**Exercise details**
Could you quote each line of the material below word for word, omitting the pictures?

[Detection examples]
_ _ _ _ _
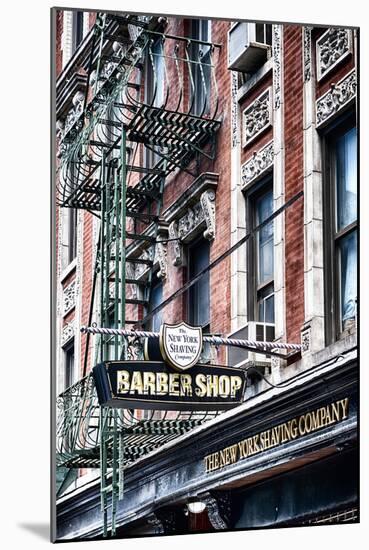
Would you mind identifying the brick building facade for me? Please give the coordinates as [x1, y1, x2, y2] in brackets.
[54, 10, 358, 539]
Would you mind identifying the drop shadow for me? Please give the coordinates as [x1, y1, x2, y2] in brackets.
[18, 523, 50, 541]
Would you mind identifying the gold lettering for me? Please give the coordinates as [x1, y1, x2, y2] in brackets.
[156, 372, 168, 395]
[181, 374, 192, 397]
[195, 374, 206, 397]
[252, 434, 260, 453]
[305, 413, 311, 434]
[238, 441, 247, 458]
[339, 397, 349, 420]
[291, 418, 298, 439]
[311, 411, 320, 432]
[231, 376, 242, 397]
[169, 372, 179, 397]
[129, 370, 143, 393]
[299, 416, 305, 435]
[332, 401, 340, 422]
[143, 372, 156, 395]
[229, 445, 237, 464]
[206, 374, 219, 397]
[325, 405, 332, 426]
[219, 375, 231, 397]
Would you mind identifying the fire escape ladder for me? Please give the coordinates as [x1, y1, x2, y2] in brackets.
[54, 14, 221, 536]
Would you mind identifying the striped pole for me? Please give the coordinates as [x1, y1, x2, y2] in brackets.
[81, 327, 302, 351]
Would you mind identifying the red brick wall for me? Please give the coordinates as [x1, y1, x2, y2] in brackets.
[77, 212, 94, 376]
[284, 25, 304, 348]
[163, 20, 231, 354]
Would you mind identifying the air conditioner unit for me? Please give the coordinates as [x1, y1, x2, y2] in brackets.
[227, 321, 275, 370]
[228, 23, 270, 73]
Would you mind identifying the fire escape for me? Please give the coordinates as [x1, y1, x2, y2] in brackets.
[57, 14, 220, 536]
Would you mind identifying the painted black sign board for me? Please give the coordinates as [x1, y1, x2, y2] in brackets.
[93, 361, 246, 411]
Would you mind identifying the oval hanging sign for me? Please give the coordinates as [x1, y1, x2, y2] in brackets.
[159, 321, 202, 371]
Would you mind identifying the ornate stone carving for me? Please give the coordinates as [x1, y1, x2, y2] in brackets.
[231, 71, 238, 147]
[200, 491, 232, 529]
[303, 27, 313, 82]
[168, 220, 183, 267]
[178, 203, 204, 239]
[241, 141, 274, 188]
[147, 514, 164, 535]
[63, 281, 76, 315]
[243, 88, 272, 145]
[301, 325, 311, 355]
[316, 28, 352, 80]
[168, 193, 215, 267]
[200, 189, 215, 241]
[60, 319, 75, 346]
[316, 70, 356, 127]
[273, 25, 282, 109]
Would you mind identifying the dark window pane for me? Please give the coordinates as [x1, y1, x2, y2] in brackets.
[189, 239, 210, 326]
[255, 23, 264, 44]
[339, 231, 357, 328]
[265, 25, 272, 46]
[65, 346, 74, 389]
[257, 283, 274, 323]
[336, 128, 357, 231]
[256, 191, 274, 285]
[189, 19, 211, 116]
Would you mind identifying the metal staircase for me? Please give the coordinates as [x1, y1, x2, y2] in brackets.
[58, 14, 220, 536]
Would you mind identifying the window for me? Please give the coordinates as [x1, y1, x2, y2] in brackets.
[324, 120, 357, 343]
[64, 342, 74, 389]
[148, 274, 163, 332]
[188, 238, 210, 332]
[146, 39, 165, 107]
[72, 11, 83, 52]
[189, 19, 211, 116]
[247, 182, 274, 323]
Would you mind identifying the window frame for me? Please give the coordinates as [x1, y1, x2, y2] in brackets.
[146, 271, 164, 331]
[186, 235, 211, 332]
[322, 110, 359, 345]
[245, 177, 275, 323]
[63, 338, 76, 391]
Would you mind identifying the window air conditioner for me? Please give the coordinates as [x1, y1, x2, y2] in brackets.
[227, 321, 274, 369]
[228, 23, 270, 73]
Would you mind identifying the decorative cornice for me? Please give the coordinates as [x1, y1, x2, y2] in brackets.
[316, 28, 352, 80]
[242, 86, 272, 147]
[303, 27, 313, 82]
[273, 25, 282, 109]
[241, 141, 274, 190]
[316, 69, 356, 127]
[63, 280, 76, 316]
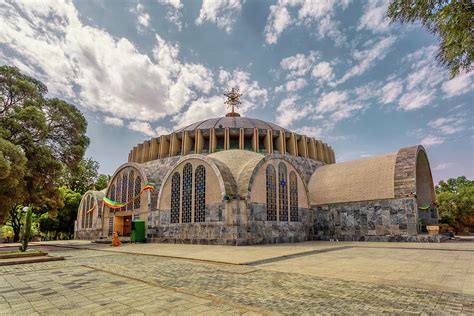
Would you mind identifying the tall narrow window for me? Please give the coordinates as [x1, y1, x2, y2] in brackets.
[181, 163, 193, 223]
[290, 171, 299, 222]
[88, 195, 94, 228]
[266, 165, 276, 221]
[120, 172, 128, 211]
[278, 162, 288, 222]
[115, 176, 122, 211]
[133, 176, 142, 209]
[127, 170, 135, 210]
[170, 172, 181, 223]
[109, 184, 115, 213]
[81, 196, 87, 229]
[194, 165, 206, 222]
_ _ _ _ _
**Full answer**
Would you mind identifying the brick building facade for me? Please give the coordinates as [x1, y1, x2, y2] in brackets.
[54, 10, 358, 539]
Would you mind identifying the drop shadow for me? Please give the coordinates as [x1, y1, x2, y2] in brackets.
[18, 523, 50, 541]
Would you mind identifying the gold lettering for me? Please give the coordinates as [x1, y1, x2, y2] in brackets.
[156, 372, 168, 395]
[181, 374, 192, 397]
[195, 374, 206, 397]
[252, 434, 260, 453]
[305, 413, 311, 434]
[238, 441, 247, 458]
[339, 397, 349, 420]
[291, 418, 298, 439]
[311, 411, 320, 432]
[231, 376, 242, 397]
[169, 372, 179, 397]
[129, 370, 143, 393]
[299, 416, 305, 435]
[332, 401, 340, 422]
[143, 372, 156, 395]
[229, 445, 237, 464]
[206, 374, 219, 397]
[325, 405, 332, 426]
[219, 375, 231, 397]
Would you mind identifying the fire escape ladder for me? Please give the coordinates as [x1, y1, x2, y2] in brackets.
[54, 14, 221, 536]
Would you mind identifying the striped pole for me? Please give the coordinates as [x1, y1, x2, y2] in brackets.
[81, 327, 302, 351]
Would you mind identifying the red brick wall for me? Please give the coordinates as [x1, y1, x2, y2] in brackets.
[77, 212, 94, 376]
[284, 25, 304, 348]
[163, 20, 231, 354]
Would you mind identifying the air conditioner unit for me? Please give the coordinates as [x1, y1, x2, y2] in brackets.
[227, 321, 275, 370]
[228, 23, 270, 73]
Would you mind identifying the fire escape for me? Please give the coordinates as [x1, y1, x2, y2] in brackets.
[57, 14, 220, 536]
Would you mind identifying the painted black sign board for me? Please give the coordinates as [x1, y1, x2, y2] in brackets.
[93, 361, 246, 411]
Would you mind identifying the oval hanging sign for me? Please give the coordinates as [x1, y1, x2, y2] in brackets.
[159, 321, 202, 371]
Would you mind identifying the ornate stone carving for me? Please give the coordinates as [x1, y1, x2, y2] in brackets.
[231, 71, 238, 147]
[200, 491, 232, 529]
[303, 27, 313, 82]
[168, 220, 183, 267]
[178, 203, 204, 239]
[241, 141, 274, 188]
[147, 514, 164, 535]
[63, 281, 76, 315]
[243, 88, 272, 145]
[301, 325, 311, 355]
[316, 28, 352, 80]
[168, 193, 215, 267]
[200, 189, 215, 241]
[60, 319, 75, 346]
[316, 70, 356, 127]
[273, 25, 282, 109]
Would you mind identifying the dark window pane for me? Please give the coordinates as [x1, y1, x2, y2] in brackets.
[189, 239, 210, 326]
[255, 23, 264, 44]
[339, 231, 357, 328]
[265, 25, 272, 46]
[65, 346, 74, 389]
[257, 283, 274, 323]
[336, 128, 357, 231]
[256, 191, 274, 285]
[189, 19, 211, 116]
Would you mind identifying the metal staircase for me? Please give the coordinates as [x1, y1, x2, y2] in brackets.
[58, 14, 220, 536]
Would you mind identifying the window for me? Please give the coordinates as [x1, y1, x2, y2] in brackets.
[324, 120, 357, 343]
[64, 342, 74, 389]
[148, 274, 163, 332]
[188, 238, 210, 332]
[146, 39, 165, 107]
[72, 11, 83, 52]
[189, 19, 211, 116]
[247, 182, 274, 323]
Would you mind identifying the window frame for me? Please give the coordinates as [x1, y1, x2, y2] in brackets.
[146, 271, 164, 331]
[186, 235, 211, 332]
[322, 110, 359, 345]
[245, 177, 275, 323]
[63, 338, 76, 391]
Would you mind identifying the window air conditioner for me? Please give the coordinates as [x1, y1, x2, y2] in brackets.
[227, 321, 274, 369]
[228, 23, 270, 73]
Would you mind identifying the decorative cornice for me? Please give the coordinates as [x1, y1, x2, y2] in brackets.
[316, 28, 352, 80]
[242, 86, 272, 147]
[303, 27, 313, 82]
[273, 25, 282, 109]
[241, 141, 274, 190]
[316, 69, 356, 127]
[63, 280, 76, 316]
Would you mind identifying the tall narrow window for me? Please give the coordinates as [x1, y1, x2, y2] in brackets.
[181, 163, 193, 223]
[290, 171, 299, 222]
[88, 195, 94, 228]
[266, 165, 276, 221]
[120, 172, 128, 211]
[278, 162, 288, 222]
[115, 176, 122, 211]
[133, 176, 142, 209]
[127, 170, 135, 210]
[170, 172, 181, 223]
[109, 184, 115, 213]
[81, 196, 87, 229]
[194, 165, 206, 222]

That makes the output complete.